**TASK PROMPT**
Note each line in the data below that holds "green", and copy it.

**RECORDS TO PROCESS**
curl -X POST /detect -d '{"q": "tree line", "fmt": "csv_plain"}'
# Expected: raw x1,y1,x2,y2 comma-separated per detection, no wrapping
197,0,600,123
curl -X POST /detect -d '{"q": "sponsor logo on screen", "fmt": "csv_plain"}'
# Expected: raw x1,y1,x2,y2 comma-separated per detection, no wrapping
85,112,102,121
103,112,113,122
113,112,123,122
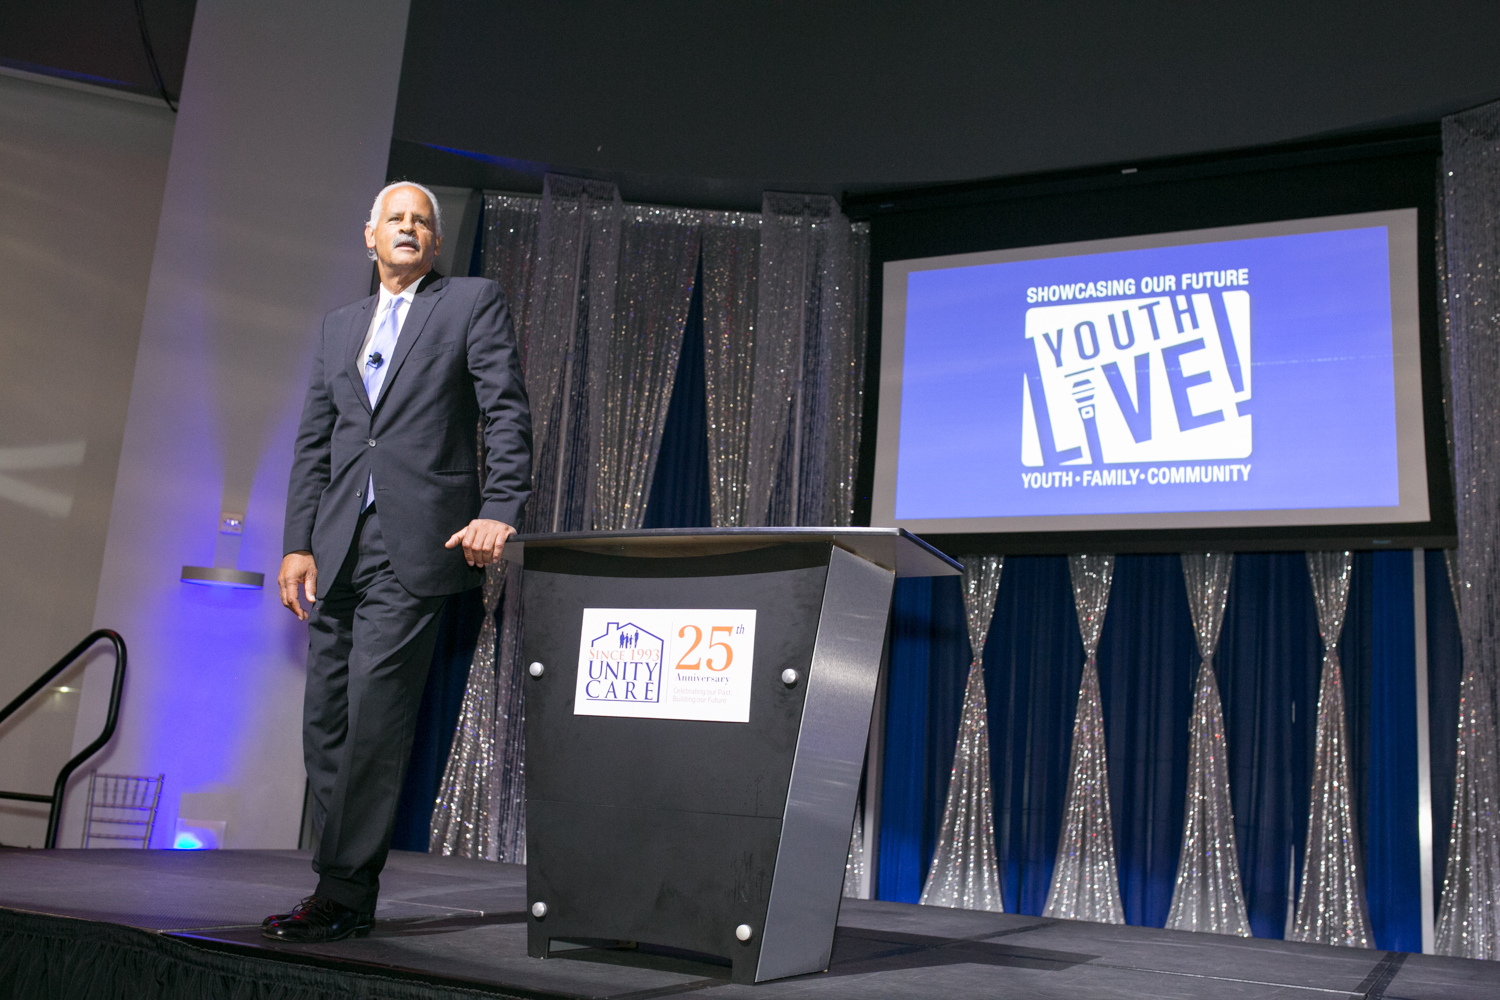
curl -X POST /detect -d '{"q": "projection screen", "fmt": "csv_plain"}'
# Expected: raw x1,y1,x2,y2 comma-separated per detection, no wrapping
871,209,1428,535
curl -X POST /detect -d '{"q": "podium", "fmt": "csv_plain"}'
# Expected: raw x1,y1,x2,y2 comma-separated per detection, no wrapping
512,528,959,984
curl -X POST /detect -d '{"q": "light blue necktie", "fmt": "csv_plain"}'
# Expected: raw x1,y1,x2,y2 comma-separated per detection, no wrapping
361,296,405,508
362,296,404,406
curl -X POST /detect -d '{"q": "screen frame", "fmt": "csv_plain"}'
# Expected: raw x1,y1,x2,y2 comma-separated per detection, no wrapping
873,209,1428,535
847,131,1455,554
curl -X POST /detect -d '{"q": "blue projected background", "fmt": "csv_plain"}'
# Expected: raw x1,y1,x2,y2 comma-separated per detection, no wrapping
891,225,1403,522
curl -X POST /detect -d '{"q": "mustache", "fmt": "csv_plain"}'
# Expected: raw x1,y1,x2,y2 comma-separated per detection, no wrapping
393,233,421,250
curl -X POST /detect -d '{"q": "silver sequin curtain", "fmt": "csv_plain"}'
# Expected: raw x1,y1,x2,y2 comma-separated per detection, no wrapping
526,174,622,534
745,194,866,526
1446,548,1461,619
430,196,541,862
429,563,506,859
708,198,870,885
920,555,1005,911
1290,551,1374,948
1045,554,1125,923
432,180,632,861
431,183,871,865
1437,98,1500,961
701,212,762,527
828,223,869,527
486,560,527,861
592,207,703,530
843,801,866,898
480,194,541,339
1165,553,1251,936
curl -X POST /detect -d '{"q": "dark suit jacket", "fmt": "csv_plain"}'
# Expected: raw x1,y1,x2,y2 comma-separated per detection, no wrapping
283,272,532,598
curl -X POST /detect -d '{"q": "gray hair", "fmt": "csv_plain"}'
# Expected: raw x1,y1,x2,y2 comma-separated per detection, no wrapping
365,181,443,260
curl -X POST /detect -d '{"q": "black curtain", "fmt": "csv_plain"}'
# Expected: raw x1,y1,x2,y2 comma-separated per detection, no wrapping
877,556,1089,912
878,549,1462,946
1096,554,1198,927
643,254,711,529
1426,551,1463,897
875,574,969,902
1213,553,1321,939
987,555,1087,915
1361,550,1415,952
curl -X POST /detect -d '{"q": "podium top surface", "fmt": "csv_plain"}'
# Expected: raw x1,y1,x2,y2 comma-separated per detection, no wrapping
505,527,961,578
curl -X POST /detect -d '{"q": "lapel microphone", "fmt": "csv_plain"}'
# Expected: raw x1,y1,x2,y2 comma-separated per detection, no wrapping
367,351,384,368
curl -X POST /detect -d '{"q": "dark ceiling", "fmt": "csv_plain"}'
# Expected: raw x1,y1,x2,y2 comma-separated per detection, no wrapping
392,1,1500,208
0,0,194,103
7,2,1498,209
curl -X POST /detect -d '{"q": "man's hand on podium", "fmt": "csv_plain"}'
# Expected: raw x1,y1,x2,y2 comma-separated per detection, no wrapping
279,551,318,621
445,518,516,568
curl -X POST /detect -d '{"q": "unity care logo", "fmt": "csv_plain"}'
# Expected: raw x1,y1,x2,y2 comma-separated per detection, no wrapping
574,608,757,723
580,621,664,705
1022,277,1252,474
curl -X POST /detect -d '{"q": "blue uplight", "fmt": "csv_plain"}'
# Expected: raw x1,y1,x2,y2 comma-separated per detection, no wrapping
174,831,205,850
419,143,544,173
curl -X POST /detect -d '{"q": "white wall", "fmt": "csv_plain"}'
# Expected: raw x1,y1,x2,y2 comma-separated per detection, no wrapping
67,0,412,850
0,72,175,848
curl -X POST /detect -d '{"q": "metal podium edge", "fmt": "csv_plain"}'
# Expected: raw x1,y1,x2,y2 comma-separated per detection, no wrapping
754,546,896,982
503,527,961,579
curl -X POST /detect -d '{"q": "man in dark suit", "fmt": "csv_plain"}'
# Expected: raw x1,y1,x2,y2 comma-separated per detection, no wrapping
266,181,531,942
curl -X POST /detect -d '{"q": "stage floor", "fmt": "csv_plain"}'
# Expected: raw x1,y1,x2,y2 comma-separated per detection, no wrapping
0,848,1493,999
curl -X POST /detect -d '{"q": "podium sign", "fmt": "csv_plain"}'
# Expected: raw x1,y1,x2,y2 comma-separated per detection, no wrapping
572,607,757,722
515,528,959,984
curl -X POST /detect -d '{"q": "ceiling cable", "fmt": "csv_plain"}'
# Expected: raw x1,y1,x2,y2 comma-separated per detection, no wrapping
133,0,177,112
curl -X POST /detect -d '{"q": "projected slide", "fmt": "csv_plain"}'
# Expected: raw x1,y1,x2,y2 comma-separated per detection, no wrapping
874,210,1427,533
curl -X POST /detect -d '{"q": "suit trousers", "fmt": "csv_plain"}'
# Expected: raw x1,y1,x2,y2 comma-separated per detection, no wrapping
303,504,445,912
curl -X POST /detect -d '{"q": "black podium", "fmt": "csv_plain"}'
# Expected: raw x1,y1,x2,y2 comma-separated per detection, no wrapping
512,528,959,984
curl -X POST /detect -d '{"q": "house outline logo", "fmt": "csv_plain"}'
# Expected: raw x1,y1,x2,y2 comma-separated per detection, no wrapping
581,621,664,704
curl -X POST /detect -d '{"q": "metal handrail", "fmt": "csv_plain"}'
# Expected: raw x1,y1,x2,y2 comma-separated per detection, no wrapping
0,630,127,848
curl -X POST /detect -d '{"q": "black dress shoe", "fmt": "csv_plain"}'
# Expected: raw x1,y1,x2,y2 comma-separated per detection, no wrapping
261,895,373,942
261,895,366,930
261,895,312,929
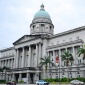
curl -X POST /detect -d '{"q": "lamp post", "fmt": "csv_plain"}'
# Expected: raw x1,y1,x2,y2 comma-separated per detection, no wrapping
56,56,60,85
58,61,60,85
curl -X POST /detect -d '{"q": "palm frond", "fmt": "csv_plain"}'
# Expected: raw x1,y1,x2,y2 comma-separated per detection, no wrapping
77,47,85,60
0,68,3,72
3,66,10,70
61,51,74,66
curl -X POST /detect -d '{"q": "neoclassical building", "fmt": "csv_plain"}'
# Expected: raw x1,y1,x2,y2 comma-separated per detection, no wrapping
0,4,85,83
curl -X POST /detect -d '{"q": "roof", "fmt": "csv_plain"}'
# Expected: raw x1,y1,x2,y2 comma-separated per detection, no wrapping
33,4,51,20
50,26,85,38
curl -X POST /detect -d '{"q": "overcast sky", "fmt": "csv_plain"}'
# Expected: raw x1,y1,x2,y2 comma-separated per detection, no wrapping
0,0,85,49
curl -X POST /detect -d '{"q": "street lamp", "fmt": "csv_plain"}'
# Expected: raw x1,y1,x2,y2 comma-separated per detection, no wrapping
58,60,60,85
56,56,60,85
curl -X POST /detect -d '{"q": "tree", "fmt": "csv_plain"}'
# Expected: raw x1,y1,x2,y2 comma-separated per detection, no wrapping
77,47,85,60
3,66,10,80
39,56,56,79
61,51,74,80
0,67,3,79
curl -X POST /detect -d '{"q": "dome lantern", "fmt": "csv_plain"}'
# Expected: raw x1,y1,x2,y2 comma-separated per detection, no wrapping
40,4,45,11
33,4,51,20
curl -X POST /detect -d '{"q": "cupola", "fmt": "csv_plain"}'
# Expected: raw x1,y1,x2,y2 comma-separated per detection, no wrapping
30,4,54,35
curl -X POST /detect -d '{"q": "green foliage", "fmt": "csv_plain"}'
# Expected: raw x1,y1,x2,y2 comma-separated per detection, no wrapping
0,80,6,84
77,47,85,60
61,51,74,66
18,80,24,84
43,77,85,83
12,80,17,82
60,77,68,82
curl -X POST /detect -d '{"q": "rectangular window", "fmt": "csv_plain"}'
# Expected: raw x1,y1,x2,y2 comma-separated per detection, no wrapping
63,40,65,43
69,38,72,41
76,36,79,40
49,51,53,56
57,41,59,44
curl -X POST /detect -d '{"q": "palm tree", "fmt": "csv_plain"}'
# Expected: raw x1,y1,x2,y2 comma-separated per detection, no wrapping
39,56,56,79
61,51,74,80
77,47,85,61
3,66,10,80
0,67,3,79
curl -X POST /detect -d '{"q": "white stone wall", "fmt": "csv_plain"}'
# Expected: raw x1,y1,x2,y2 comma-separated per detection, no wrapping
48,29,85,46
30,22,54,35
1,48,15,58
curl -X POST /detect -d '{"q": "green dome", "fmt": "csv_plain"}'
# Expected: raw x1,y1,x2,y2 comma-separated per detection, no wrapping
34,4,51,19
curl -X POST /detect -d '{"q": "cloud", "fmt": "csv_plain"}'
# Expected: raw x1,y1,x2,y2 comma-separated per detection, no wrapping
0,0,85,48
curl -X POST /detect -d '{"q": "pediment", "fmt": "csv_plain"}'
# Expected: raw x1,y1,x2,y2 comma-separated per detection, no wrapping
13,35,41,45
13,35,30,45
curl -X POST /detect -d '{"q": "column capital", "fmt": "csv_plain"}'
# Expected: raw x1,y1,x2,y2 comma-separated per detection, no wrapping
38,42,42,45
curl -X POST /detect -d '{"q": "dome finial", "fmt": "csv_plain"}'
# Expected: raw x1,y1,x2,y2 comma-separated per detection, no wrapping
40,3,45,11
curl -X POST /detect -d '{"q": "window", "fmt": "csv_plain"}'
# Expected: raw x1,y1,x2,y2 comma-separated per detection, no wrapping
78,59,81,64
33,25,35,28
80,59,81,64
50,26,51,29
69,38,72,41
71,62,73,65
51,42,54,45
64,61,66,66
62,72,65,75
76,36,79,40
41,24,44,26
77,75,80,78
63,40,65,43
46,27,48,29
49,51,53,56
57,41,59,44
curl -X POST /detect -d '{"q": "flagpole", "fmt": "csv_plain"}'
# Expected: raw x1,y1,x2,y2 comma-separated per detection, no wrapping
59,60,60,85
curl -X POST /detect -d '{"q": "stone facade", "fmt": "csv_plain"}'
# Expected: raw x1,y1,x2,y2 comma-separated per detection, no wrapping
0,4,85,83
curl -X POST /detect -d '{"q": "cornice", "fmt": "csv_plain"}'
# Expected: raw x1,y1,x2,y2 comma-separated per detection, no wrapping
0,47,14,52
50,26,85,38
0,55,14,60
47,39,83,50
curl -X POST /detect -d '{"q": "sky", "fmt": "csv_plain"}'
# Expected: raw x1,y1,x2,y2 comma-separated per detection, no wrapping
0,0,85,49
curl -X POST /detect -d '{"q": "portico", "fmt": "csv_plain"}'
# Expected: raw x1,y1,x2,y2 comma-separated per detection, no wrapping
7,67,41,83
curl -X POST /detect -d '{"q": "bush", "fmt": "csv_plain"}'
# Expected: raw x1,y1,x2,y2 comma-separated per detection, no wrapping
42,77,85,83
0,80,6,84
61,77,68,82
18,80,24,84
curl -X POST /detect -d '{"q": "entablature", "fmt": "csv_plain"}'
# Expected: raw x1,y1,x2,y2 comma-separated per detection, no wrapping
46,39,83,51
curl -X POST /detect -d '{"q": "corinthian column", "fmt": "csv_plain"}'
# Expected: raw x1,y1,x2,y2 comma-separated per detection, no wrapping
59,49,61,66
36,43,38,67
13,49,16,68
73,46,75,64
28,45,31,67
22,47,25,67
16,49,19,68
39,42,42,64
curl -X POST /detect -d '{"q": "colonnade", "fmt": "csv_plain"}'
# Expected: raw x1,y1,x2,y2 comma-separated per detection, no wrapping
47,45,83,66
7,72,39,83
0,58,14,69
14,42,42,68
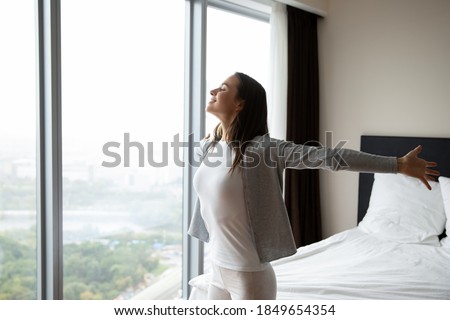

**OUTPUT**
curl -X POST /detect -d '{"q": "green foliage", "fmt": "csv_plain"}'
curl -X POST /detect -d '{"q": "green dome", "fmt": "csv_plain"}'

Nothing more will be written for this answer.